**Goal**
Return, word for word, the part of the records below that opens with their first line and closes with the line containing "[(118, 323)]". Include both of those lines.

Records excerpted from a collection
↓

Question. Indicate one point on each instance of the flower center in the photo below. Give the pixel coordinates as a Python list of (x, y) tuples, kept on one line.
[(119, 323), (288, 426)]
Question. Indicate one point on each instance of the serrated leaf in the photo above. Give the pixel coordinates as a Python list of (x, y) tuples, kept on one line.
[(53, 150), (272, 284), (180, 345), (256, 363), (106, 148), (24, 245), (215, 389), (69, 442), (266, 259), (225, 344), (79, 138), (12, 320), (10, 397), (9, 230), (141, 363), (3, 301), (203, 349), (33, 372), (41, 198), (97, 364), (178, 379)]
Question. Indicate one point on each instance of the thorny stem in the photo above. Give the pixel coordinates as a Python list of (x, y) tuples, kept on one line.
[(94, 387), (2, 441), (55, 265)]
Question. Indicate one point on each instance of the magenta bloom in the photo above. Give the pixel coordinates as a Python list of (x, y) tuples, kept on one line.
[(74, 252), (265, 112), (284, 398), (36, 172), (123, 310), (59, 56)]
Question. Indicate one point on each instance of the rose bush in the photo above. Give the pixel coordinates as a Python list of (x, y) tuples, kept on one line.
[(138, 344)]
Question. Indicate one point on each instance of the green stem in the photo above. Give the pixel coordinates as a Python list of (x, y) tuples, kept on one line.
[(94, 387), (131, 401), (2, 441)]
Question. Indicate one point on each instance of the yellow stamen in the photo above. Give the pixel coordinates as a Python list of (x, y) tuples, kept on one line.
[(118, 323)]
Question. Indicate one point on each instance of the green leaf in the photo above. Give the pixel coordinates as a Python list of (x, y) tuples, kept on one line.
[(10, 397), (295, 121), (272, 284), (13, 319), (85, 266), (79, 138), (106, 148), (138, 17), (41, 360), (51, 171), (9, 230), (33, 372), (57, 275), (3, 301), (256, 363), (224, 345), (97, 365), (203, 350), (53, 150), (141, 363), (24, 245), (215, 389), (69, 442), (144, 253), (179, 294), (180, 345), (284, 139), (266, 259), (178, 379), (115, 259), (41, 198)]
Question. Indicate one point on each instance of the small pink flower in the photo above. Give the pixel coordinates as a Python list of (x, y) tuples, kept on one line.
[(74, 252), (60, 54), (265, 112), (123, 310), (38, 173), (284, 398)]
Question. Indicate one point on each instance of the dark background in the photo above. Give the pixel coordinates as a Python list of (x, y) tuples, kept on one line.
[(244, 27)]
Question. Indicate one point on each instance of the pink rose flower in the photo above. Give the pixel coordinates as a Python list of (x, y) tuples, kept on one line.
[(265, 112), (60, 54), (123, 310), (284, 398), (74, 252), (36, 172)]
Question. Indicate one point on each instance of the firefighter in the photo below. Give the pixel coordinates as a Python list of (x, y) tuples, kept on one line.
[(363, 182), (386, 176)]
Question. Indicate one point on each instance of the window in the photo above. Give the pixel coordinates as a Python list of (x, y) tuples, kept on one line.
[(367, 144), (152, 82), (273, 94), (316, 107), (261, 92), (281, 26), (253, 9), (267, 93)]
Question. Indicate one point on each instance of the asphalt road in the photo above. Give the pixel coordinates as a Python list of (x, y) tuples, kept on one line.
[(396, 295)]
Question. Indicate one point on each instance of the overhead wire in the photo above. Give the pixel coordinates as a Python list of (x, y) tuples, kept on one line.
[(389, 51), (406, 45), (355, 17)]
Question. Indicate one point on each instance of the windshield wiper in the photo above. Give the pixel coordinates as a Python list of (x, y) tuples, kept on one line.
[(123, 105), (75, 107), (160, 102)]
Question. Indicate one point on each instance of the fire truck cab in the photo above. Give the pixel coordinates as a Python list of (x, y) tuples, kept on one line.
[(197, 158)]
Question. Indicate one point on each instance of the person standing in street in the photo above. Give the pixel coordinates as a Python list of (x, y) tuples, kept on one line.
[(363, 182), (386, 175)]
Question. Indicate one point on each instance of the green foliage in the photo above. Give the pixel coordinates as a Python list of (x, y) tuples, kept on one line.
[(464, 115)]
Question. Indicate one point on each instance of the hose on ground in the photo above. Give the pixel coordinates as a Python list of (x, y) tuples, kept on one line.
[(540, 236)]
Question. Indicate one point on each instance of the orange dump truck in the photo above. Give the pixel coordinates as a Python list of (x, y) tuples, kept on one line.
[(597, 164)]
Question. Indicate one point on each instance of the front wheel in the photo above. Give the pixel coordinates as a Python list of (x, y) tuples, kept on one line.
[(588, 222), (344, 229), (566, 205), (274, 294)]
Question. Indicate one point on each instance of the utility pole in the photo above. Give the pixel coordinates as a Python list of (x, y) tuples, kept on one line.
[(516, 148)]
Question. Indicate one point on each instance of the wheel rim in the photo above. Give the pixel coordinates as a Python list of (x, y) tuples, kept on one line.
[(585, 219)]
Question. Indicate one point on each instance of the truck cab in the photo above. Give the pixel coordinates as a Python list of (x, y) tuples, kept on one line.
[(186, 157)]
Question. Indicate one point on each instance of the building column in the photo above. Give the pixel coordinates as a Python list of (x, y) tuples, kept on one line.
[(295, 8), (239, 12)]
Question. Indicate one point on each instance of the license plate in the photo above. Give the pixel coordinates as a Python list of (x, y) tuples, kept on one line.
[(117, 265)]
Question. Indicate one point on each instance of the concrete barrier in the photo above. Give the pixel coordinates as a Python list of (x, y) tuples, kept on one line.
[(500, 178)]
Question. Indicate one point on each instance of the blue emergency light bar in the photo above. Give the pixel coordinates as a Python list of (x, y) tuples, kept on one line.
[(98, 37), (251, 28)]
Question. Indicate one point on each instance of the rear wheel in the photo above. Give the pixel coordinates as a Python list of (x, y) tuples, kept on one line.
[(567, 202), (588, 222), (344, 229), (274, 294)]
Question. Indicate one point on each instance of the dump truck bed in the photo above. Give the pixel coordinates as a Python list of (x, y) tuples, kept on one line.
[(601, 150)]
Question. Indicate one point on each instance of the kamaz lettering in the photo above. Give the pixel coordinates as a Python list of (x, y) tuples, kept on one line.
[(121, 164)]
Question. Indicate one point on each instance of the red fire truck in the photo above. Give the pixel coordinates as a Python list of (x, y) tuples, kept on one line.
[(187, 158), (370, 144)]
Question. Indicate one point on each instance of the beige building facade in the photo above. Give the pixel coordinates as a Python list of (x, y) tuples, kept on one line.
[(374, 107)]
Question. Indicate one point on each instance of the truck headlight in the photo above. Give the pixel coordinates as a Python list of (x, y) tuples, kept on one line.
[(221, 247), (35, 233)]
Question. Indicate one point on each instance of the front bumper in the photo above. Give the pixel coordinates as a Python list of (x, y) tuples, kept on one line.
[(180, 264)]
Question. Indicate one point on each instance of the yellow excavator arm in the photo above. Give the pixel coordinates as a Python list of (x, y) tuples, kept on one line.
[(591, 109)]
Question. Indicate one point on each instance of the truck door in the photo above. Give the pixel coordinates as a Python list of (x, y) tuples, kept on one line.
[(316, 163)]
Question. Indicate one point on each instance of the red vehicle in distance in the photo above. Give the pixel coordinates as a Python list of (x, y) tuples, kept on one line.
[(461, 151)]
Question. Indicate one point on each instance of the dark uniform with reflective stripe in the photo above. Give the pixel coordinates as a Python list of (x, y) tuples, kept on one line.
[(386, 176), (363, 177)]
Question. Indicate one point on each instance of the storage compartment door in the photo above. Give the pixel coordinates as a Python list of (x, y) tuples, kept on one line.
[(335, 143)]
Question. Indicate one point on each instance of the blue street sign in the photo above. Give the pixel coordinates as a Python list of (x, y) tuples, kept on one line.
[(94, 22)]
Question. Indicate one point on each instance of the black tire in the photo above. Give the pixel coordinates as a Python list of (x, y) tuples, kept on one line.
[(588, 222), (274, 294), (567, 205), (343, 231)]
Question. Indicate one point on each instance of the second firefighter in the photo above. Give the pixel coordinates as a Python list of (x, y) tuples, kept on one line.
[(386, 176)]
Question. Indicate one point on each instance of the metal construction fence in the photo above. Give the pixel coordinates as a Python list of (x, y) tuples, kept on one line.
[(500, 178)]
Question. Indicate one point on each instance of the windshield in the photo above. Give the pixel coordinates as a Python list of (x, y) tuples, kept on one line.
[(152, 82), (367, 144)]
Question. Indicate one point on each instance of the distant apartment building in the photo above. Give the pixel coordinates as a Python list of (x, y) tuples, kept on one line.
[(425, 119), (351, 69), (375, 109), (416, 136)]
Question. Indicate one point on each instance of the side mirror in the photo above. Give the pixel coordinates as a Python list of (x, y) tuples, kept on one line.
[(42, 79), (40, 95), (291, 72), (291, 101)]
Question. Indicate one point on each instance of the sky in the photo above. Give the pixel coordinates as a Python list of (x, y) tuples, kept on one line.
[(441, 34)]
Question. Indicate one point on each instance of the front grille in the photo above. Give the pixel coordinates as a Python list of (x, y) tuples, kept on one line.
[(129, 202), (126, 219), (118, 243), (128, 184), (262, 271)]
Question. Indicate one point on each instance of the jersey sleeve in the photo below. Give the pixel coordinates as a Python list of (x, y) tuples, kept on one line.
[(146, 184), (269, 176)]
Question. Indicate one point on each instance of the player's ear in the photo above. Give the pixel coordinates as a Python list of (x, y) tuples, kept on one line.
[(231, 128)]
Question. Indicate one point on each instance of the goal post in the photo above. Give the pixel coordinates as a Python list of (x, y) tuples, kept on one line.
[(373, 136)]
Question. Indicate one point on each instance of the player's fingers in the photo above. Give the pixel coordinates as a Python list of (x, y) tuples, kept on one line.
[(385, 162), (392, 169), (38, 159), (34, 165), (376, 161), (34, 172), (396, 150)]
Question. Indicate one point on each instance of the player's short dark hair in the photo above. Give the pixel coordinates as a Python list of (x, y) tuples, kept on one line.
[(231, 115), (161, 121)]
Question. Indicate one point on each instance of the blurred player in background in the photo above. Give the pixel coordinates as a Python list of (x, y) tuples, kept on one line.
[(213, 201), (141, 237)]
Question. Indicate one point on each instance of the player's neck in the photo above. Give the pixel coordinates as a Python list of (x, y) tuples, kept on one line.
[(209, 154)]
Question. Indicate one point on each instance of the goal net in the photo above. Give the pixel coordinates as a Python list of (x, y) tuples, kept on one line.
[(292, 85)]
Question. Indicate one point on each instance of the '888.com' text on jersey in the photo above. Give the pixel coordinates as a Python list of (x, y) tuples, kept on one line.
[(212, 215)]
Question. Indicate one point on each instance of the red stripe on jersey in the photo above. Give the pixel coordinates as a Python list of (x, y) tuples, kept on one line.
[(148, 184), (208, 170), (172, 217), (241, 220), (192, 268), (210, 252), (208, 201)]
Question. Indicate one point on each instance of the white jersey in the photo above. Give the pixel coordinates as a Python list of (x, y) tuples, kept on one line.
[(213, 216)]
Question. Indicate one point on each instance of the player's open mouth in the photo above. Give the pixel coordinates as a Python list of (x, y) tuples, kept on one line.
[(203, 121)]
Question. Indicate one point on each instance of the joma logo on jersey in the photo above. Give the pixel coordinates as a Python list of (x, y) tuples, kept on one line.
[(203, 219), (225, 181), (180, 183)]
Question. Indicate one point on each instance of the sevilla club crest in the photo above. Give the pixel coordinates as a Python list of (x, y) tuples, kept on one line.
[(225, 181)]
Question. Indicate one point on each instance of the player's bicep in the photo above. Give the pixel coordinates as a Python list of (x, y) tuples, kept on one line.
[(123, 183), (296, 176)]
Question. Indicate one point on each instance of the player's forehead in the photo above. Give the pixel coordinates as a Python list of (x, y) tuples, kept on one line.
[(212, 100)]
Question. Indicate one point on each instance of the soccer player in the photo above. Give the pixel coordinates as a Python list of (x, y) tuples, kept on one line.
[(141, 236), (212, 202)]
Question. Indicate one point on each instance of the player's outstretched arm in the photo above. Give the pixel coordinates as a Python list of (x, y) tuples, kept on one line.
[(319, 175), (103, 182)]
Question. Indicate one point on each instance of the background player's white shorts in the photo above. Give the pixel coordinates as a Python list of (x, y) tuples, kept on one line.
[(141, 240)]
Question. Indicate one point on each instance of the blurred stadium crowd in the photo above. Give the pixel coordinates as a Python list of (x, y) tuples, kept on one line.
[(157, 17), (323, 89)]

↑

**Task response**
Question. Indicate one point on each instance of the flower center in the photo below. Give the pixel coordinates as a Python list of (x, y) tuples, kept on one line.
[(119, 323), (288, 426)]
Question. Indicate one point on each instance of the serrated leaf in the photo above. Give the pixel coordinates as a Python list of (x, y) tuples, kept on one line.
[(53, 150), (272, 284), (180, 345), (256, 363), (106, 148), (24, 245), (215, 389), (69, 442), (266, 259), (225, 344), (79, 138), (12, 320), (10, 397), (9, 230), (141, 363), (3, 301), (203, 349), (33, 372), (41, 198), (97, 364), (178, 379)]
Question. Indicate one point on each instance of the thorny stem in the photo above. Give the pixel coordinates as a Python list of (x, y) tuples, kept on one line.
[(94, 387), (2, 441), (55, 265)]
Question. Indicate one point on each instance of the magenta bloom in the photo above. Give the pixel coordinates as a Python list of (x, y) tuples, kept on one line.
[(74, 252), (265, 112), (284, 398), (36, 172), (123, 310), (59, 56)]
Question. Indicate one point on each instance of the rose bush in the photo above. Give the pixel coordinates as a Python list of (x, y) tuples, kept on one line.
[(138, 344)]
Question. Indicate one point on each instance of the green stem in the photo above. Give the pixel coordinates as a Python list of (x, y) tuples, kept on one line.
[(94, 387), (131, 401), (2, 441)]
Question. Indicate one point on each instance of the yellow stamen in the photo above. Give the pixel coordinates as a Python list of (x, y) tuples, kept on one line.
[(118, 323)]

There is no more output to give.